Material provided Block Start
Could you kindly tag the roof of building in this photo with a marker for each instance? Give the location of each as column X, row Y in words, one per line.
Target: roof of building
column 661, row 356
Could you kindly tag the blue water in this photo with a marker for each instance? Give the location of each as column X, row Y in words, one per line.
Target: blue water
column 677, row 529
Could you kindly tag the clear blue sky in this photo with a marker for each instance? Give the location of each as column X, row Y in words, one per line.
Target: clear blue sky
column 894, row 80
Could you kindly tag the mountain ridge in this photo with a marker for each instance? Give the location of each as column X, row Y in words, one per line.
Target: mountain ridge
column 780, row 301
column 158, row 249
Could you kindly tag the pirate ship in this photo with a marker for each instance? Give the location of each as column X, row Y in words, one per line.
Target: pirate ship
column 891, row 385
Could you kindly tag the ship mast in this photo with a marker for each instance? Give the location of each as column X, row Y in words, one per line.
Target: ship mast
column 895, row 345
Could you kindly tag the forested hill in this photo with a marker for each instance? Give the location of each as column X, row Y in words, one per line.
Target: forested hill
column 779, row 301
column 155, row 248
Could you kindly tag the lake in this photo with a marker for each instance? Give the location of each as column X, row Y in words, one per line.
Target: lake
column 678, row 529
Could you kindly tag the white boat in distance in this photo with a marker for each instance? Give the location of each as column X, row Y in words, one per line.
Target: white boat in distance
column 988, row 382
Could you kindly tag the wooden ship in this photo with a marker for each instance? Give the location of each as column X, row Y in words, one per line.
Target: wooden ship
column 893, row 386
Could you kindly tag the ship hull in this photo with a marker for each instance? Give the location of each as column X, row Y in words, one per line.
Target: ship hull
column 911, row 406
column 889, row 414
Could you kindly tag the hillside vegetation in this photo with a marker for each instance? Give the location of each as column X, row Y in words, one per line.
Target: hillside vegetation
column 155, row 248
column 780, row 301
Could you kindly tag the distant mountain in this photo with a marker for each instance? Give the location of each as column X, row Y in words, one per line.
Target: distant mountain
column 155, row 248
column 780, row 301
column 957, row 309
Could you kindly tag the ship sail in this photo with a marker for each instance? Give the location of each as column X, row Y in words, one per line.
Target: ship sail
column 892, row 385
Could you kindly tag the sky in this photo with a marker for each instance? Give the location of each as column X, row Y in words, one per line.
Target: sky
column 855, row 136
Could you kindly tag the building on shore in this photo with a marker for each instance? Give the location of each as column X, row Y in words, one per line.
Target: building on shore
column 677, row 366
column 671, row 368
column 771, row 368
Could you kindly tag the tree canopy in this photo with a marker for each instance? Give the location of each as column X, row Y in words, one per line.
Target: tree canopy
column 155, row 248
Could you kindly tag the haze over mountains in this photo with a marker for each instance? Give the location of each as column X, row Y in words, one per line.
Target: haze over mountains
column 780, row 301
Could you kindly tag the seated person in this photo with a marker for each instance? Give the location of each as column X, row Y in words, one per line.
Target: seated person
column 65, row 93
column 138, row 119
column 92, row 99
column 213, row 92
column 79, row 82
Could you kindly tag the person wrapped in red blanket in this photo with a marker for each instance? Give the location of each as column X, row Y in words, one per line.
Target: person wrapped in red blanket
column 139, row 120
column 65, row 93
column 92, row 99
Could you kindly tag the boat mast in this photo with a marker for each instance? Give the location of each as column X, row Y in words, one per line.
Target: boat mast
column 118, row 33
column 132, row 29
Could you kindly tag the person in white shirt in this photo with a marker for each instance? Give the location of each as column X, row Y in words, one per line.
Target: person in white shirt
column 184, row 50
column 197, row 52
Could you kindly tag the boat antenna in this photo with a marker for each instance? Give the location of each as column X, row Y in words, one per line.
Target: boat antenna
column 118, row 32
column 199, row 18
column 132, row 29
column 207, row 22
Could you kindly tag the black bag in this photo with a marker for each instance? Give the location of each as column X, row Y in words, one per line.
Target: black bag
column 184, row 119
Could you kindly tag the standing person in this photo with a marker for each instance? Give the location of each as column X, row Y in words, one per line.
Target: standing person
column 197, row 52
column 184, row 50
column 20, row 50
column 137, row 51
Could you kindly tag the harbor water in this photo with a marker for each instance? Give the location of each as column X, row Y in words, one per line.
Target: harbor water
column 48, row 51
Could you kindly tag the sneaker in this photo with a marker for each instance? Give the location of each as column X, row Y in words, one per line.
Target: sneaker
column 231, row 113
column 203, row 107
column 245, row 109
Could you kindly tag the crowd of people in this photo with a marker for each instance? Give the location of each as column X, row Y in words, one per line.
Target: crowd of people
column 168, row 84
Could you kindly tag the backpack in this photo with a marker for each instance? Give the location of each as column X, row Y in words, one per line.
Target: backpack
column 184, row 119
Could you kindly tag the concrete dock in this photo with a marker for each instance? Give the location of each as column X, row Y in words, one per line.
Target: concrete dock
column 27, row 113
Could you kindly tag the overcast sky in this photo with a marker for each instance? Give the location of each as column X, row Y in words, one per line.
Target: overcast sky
Material provided Block End
» **Your instructions**
Across the whole listing, every line must be copied exactly.

» **Task solution**
Could you kindly tag the roof of building in this photo with a marker for each instance? Give the location of each as column X, row Y in words, one per line.
Target: roof of building
column 661, row 356
Could you kindly tag the blue water in this photo with a marker for each instance? Give the location of each as column X, row Y in words, one per line.
Target: blue water
column 677, row 529
Could you kindly tag the clear blue sky in this photo with a marker for each instance? Give the location of each as column X, row Y in words, one per line.
Target: clear blue sky
column 894, row 80
Could you kindly tag the mountain ridge in this photo with a marker for each instance? Give the location of each as column X, row Y in words, one per line.
Target: mountain ridge
column 780, row 301
column 158, row 249
Could you kindly tag the pirate ship in this photo with a marker for each instance? Give the location of each as column X, row Y in words, one per line.
Target: pirate ship
column 891, row 385
Could you kindly tag the ship mast in this photo with a marker for each instance? Give the location of each as column X, row Y in words, one per line.
Target: ship mast
column 895, row 345
Could you kindly tag the forested hill in this photo with a marker for each instance? Give the location of each as column X, row Y in words, one per line.
Target: forested hill
column 779, row 301
column 155, row 248
Could you kindly tag the lake in this photo with a marker for each instance? Give the location of each as column X, row Y in words, one per line.
Target: lake
column 678, row 529
Could you kindly tag the white boat in distance in this photo with a marker for each instance? Give the location of each as column X, row Y in words, one per line.
Target: white boat in distance
column 988, row 382
Could you kindly tag the wooden ship in this photo with a marker for each instance? Give the location of each as column X, row Y in words, one per line.
Target: wooden ship
column 893, row 386
Could you kindly tag the ship hull in this photo with a marker for each instance? Give the location of each as column X, row Y in words, one per line.
Target: ship hull
column 911, row 406
column 889, row 414
Could you kindly tag the hillside vegetation in this photo with a marker for each instance? Give the location of each as column X, row Y in words, one per line.
Target: hillside vegetation
column 155, row 248
column 780, row 301
Could you kindly tag the distant mountain in this photo with a marker for each instance? Give the location of each as column X, row Y in words, one per line.
Target: distant mountain
column 155, row 248
column 780, row 301
column 957, row 309
Could you kindly tag the ship sail in this photo with a marker for each instance? Give the location of each as column X, row Y in words, one per line.
Target: ship sail
column 892, row 385
Could you kindly tag the sky in this photo with a marker for each instance? Give the location of each as column X, row Y in words, one per line.
Target: sky
column 855, row 136
Could you kindly tag the building on shore in this photo with a marker for each instance? Give the location of each as column X, row Y in words, one per line.
Target: building on shore
column 677, row 366
column 671, row 368
column 771, row 368
Could you kindly tag the tree canopy in this photo with a marker for each instance? Give the location of each as column X, row Y in words, one per line.
Target: tree canopy
column 155, row 248
Could you kindly tag the haze over mountains in this photo with a marker for each instance? Give the location of each as column X, row Y in words, one per line.
Target: haze over mountains
column 780, row 301
Could you kindly tag the seated person in this photo with a marker for each instance? Give the location of each as column X, row Y in words, one per line.
Target: seated person
column 65, row 93
column 138, row 119
column 92, row 99
column 213, row 92
column 79, row 82
Could you kindly tag the person wrapped in red blanket in this photo with a marker for each instance? Give the location of each as column X, row Y in words, one per line.
Target: person wrapped in red blanket
column 139, row 120
column 65, row 93
column 92, row 99
Could you kindly tag the boat mast in this photo with a marker for each instance? Give the location of each as column X, row Y in words, one per line.
Target: boat mast
column 118, row 33
column 132, row 29
Could you kindly tag the person in white shirt in this photo with a marker for each instance? Give the location of each as column X, row Y in words, one per line.
Target: person in white shirt
column 184, row 50
column 197, row 52
Could you kindly tag the boat antenna in this photo with a marker for each instance? Give the location of each as column X, row Y in words, one per line.
Target: boat antenna
column 118, row 32
column 199, row 18
column 132, row 29
column 207, row 22
Could you kindly tag the black bag in this photo with a marker for each instance? Give the location of each as column X, row Y in words, one per line.
Target: black bag
column 184, row 119
Could you kindly tag the standing person in this photo with a marker for each instance? Give the location of each as column X, row Y in words, one per line.
Target: standing person
column 197, row 52
column 184, row 50
column 20, row 50
column 137, row 51
Could you kindly tag the harbor water in this photo with a marker for each instance? Give the location of each as column X, row Y in words, one per line.
Target: harbor water
column 48, row 51
Could you kindly tag the sneaker in this photo with a marker for each instance? Give the location of each as column X, row Y in words, one per line.
Target: sneaker
column 231, row 113
column 203, row 107
column 245, row 109
Could you kindly tag the crowd of people in this photo with a marker for each instance? Give the location of each as column X, row Y in words, one per line.
Target: crowd of people
column 168, row 84
Could you kindly tag the backpack in this photo with a marker for each instance? Give the location of each as column X, row Y in words, one per line.
Target: backpack
column 184, row 119
Could you kindly tag the concrete dock in this photo with a marker for each instance? Give the location of each as column X, row Y in words, one per line.
Target: concrete dock
column 27, row 113
Could you kindly tag the overcast sky in this photo with a marker for each instance? Give the location of each as column X, row Y in words, one per line.
Target: overcast sky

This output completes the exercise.